*Verilen metin*:
Hemen hemen eşit, kadınların yüzde 47’si, erkeklerin de yüzde 53’ü eşlerini aldatıyor.
- Kadınlar neden evli erkeklerle olmayı, ikinci kadın olmayı kabul ederler?
Genelde evlilik korkusu olan kadınlar üçgenin diğer köşesi oluyor. İkincisi neden de şu, daldaki yerdekinden kıymetlidir. ‘Evlendiğine göre tercih edilmiş, demek ki bunda bir vasıf var, gizem var’ diye düşünüyor.
- Ben eski Türk sinemasının insanlara çok romantik bir ilişki biçimi çizdiğini düşünürüm her zaman. Yeşilçam ilişki anlayışımızı etkiledi mi?
Yeşilçam ilişkilerimizi kesinlikle derinden etkiledi. Türk filmlerindeki bütün kadınlar evlendikten sonra her şeyden vazgeçen, fedakar, sadece kocasına hizmet eden, eşinin verdiği azıcık ilgiyle memnun olmaya çalışan bir görüntü yansıtıyor. Halen de öyle, bunun etkileri günümüzde de sürüyor. Bir şey daha ekleyebilirim; Türk kadınının bu hale gelmesinin en büyük nedeni anneliği. Toplum hastalıklı olarak anneliği kutsallaştırdığı için bugün kadınlarımız evlendikten sonra bu hale geldi, anneliği aldı özgürlüğü ile takas etti.
“İstanbullu Gelin Türk toplumunu yansıtıyor”
- Son zamanlarda Türk toplumunu en çok yansıtan dizi hangisi?
Bence son zamanlarda İstanbullu Gelin çünkü Türkiye’de gelin- kaynana, bağımlı ilişkiler, birey olma savaşını veren kişilerin profilini yansıtıyor. Aynı zamanda bir şiddet dinamiğini görüyoruz orada. Adem rolünün (Fırat Tanış) eşine uyguladığı şiddet ve her seferinde pişman olma ama kendi çocukluğunda annesinin şiddet görmesinin tekrarını yaşatan sahneler.
- Dizideki kaynana karakterleri izleyenler tarafından çok tanıdık algılanıyor. Sanki herkesin hayatında bir Esma Sultan (İpek Bilgin) ve Reyhan Hanım (Semra Dinçer) var...

*Gösterilen veriler*:
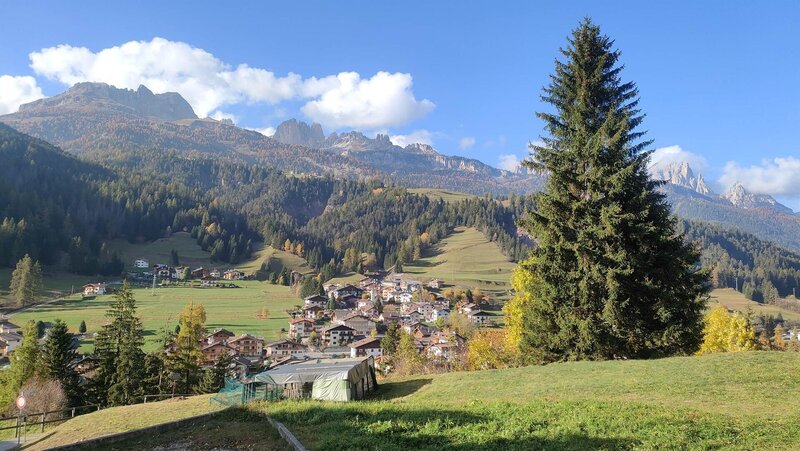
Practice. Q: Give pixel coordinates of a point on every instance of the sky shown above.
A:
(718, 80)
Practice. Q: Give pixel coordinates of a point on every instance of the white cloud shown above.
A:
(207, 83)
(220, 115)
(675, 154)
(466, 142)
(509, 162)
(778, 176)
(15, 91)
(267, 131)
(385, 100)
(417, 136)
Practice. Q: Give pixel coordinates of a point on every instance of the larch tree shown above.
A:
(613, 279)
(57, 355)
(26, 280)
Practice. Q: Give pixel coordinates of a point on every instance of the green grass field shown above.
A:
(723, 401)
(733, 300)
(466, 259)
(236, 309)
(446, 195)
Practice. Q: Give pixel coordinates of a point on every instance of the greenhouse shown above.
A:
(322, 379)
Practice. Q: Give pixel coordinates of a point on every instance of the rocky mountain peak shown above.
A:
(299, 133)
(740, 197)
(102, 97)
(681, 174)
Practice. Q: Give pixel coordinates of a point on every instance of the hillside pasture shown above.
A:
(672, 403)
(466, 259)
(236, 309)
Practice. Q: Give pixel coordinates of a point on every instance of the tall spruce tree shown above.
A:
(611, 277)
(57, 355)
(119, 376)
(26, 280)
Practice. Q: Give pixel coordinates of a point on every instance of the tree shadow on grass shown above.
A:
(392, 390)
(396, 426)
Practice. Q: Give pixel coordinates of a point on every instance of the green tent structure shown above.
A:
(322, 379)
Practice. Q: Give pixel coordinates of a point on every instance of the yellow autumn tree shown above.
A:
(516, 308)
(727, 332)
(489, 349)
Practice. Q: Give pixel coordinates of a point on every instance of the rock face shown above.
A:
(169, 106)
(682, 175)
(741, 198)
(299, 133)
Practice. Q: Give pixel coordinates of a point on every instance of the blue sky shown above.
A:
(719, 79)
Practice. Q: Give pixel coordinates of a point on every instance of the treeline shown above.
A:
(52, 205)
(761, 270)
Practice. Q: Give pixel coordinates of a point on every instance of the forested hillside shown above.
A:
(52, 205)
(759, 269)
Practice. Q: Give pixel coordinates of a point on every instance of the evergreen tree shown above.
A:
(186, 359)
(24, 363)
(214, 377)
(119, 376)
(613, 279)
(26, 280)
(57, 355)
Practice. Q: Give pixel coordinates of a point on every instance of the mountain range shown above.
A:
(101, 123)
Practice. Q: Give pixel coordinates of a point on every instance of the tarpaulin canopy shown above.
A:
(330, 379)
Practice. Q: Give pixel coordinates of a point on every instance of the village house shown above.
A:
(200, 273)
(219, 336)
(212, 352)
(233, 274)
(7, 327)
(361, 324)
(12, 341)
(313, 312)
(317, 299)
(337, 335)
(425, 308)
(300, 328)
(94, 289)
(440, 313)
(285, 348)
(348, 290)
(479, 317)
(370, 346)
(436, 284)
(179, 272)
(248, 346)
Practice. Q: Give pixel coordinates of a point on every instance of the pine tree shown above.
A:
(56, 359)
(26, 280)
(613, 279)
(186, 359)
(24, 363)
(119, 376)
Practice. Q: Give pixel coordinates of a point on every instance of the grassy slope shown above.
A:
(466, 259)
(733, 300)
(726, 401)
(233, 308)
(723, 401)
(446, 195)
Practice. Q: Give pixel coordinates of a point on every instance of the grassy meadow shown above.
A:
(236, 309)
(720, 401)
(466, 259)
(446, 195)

*Yapılacak iş 1*: İlişkiler üzerine söyleşide parantez içinde adı geçen bütün oyuncuları yazın.
*Yapılacak iş 2*: İlişkiler üzerine söyleşiyi son cümleden sonra kaldığı yerden alıp sürdürün.

*Yanıt 1*: Fırat Tanış, İpek Bilgin, Semra Dinçer

*Yanıt 2*:
Oğullarını kontrol altında tutmaya çalışan kayınvalide profillerini görüyoruz burada. Yalnızlıkları ve yaşamlarındaki boşluklardan dolayı çocuklarını devamlı hayatlarında tutmak istiyorlar. Dizide de toplumdaki gibi bağımlı ilişkiler var.
“Pınar Dilek’e baktığımda Tarkan’ı gördüm”
- Ünlü çiftlerin Kıvanç Tatlıtuğ-Başak Dizer, Kenan İmirzalıoğlu- Sinem Kobal, Fahriye Evcen- Burak Özçivit çift olarak uzaktan bakınca çok ideal duruyor, bir yorumunuz var mı?
İnsanlar asla göründükleri gibi ilişki yürütmezler, içlerini bilemeyiz. Temel nokta şu; hem konumlarını hem sosyal statülerini hem de birbirlerinin kişiliklerini baştan benimseyip yola çıkarlarsa sorun olmuyor zaten.
- Fahriye Evcen Burak Özçivit’le evli olduğu için çok şanslı seçilmiş, neden böyle düşünülüyor, adam şanslı değil mi yani?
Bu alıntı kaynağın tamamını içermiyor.